* [GOAL] Turn the data below, from the line containing "the photo below" through the line containing "49], [196, 51]]]", into a numbered list, with blank lines and pictures left out.

* [GIVEN INFORMATION]
○ ○ ○ ○ ○
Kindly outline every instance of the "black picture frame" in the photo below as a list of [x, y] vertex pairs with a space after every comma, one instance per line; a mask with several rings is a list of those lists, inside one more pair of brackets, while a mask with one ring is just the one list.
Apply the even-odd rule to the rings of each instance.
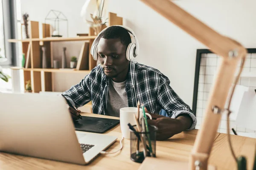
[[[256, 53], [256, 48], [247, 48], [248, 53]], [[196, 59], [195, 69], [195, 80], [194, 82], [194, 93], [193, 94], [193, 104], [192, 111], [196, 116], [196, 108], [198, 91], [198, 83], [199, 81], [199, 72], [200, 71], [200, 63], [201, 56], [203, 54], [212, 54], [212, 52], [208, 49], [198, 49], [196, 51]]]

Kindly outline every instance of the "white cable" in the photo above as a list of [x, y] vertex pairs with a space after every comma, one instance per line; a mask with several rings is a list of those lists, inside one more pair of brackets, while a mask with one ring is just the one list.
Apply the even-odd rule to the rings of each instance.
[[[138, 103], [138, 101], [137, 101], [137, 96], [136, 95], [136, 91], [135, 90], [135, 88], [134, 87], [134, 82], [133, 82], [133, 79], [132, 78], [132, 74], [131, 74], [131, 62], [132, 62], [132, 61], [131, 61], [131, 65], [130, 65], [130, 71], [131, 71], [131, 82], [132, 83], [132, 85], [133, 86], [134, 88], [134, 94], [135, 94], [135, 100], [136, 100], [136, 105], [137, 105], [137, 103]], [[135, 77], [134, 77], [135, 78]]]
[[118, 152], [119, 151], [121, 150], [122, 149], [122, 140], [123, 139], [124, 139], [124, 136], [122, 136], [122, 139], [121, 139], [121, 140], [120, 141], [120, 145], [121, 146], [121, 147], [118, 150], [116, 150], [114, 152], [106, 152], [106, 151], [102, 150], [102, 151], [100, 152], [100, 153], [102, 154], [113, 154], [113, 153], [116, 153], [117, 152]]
○ ○ ○ ○ ○
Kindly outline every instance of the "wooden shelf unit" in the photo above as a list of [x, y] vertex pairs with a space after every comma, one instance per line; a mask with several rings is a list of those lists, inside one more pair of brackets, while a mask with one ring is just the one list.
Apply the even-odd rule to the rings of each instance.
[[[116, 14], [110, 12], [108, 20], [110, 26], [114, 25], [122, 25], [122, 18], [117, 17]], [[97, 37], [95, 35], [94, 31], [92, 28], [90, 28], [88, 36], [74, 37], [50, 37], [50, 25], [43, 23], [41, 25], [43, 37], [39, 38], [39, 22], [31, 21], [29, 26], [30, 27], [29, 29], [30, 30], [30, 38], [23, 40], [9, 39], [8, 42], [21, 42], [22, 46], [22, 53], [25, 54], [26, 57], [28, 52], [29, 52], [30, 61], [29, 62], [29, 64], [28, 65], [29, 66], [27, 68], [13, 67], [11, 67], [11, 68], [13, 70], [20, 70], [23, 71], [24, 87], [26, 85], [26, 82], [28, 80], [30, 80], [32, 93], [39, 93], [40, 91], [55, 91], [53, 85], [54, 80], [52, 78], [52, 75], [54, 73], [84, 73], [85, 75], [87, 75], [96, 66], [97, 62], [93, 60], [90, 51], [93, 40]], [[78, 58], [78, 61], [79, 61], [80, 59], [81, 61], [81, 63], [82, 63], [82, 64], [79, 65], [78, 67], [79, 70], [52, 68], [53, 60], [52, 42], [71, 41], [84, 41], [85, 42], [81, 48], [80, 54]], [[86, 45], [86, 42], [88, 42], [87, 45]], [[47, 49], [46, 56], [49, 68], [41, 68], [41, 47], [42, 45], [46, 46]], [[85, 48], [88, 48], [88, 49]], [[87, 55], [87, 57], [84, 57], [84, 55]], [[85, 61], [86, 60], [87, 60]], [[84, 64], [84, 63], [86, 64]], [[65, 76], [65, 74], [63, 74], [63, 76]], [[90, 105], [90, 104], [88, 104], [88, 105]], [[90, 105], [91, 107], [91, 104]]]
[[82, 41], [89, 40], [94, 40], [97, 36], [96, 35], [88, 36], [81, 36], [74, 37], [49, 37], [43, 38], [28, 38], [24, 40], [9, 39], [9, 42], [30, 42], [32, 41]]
○ ○ ○ ○ ○
* [ANSWER TO THE PROBLEM]
1. Kindly outline every instance of the "black picture frame" in the photo below as a list of [x, y] vertex pairs with a space after every comma, one instance per line; a mask with several rings is a list of those lists, inside one more pair of brackets, while a mask with one ring is just the one list.
2. Apply the even-odd rule to the rings of each instance.
3. [[[256, 53], [256, 48], [247, 48], [248, 53]], [[196, 59], [195, 69], [195, 80], [194, 82], [194, 93], [193, 94], [193, 104], [192, 111], [196, 116], [196, 108], [198, 91], [198, 83], [199, 81], [199, 72], [200, 71], [200, 63], [201, 56], [203, 54], [212, 54], [212, 52], [208, 49], [198, 49], [196, 51]]]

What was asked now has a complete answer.